§ Task instructions: Please give again, word for word, each line that falls between the line with "[(237, 85)]" and the end of the data, inclusive.

§ Records from a data collection:

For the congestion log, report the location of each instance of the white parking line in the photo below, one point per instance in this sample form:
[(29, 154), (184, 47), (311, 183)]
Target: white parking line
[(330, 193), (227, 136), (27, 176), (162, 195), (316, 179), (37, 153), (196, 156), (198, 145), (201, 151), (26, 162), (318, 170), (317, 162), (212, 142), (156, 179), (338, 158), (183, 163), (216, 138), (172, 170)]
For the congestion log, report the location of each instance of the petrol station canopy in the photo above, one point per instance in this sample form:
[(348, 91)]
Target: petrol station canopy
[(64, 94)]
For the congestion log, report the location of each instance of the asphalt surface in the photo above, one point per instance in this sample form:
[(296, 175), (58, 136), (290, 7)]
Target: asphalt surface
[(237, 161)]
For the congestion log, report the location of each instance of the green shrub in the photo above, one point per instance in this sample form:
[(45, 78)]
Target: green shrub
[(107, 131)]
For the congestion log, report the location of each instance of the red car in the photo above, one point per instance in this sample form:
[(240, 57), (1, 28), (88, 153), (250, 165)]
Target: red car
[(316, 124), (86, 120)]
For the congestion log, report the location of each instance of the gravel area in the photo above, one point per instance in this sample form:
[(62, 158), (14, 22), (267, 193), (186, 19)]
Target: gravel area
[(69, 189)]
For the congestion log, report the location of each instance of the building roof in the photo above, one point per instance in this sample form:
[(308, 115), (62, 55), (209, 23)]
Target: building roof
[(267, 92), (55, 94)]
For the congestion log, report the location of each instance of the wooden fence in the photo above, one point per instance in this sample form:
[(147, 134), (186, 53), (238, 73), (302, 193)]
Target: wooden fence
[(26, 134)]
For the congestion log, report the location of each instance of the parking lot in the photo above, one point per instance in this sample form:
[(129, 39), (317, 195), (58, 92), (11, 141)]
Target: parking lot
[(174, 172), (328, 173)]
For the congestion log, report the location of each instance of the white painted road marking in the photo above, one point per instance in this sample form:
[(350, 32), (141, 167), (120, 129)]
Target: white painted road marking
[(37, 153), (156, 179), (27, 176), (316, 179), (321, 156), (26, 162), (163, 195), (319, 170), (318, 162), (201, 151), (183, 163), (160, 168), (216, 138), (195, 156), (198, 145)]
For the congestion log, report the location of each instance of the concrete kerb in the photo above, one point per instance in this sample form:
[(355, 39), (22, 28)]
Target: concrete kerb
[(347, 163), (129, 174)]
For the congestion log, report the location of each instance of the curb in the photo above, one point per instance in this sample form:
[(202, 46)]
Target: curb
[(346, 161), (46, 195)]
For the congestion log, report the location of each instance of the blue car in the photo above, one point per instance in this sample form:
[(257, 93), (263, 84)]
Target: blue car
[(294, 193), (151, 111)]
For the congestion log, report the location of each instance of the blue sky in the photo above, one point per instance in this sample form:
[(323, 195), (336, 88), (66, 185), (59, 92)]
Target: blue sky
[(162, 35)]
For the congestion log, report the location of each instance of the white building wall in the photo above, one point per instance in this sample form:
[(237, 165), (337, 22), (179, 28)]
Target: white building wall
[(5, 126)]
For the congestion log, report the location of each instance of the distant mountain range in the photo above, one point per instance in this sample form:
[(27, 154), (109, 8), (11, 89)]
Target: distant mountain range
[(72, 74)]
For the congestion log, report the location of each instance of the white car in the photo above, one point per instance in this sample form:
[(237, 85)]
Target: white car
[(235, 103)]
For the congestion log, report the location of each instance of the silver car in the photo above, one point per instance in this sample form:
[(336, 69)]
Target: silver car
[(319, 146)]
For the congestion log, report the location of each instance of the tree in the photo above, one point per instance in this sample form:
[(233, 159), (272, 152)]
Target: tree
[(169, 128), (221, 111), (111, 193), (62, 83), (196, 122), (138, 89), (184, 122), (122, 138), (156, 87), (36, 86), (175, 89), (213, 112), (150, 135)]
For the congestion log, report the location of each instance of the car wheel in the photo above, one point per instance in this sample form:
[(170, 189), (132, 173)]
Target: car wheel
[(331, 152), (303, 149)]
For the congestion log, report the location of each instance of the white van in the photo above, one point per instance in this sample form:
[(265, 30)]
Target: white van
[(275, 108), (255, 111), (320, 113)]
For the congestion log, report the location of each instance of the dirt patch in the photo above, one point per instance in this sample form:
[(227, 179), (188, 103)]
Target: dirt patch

§ Response to this exercise:
[(237, 85)]
Target: white car
[(235, 103)]
For the congestion log, report the location of each instance of the silver car in the photo above, one point per instance in this sample form:
[(336, 69)]
Target: silver car
[(319, 146)]
For the congestion log, report the location of each instance of the tree in the photo above, one point per instance in this sample form:
[(233, 159), (272, 152)]
Target: tree
[(169, 128), (221, 111), (111, 193), (62, 83), (196, 122), (138, 89), (184, 122), (122, 138), (156, 87), (36, 86), (175, 89), (213, 112), (150, 135)]
For the congestion log, report the location of each instance of the car wheel in the photo above, one point per instance in this sample form:
[(170, 189), (132, 173)]
Target: car wheel
[(331, 152), (303, 149)]
For the congestion log, report the location of each instance of the white van in the photo above, one point per instance in this sample form:
[(265, 30)]
Target: white van
[(275, 108), (255, 111), (320, 113)]
For the congestion log, report the location of each instance of the dirt patch in the photo above, one point per instance in this sample form:
[(227, 179), (188, 103)]
Target: dirt patch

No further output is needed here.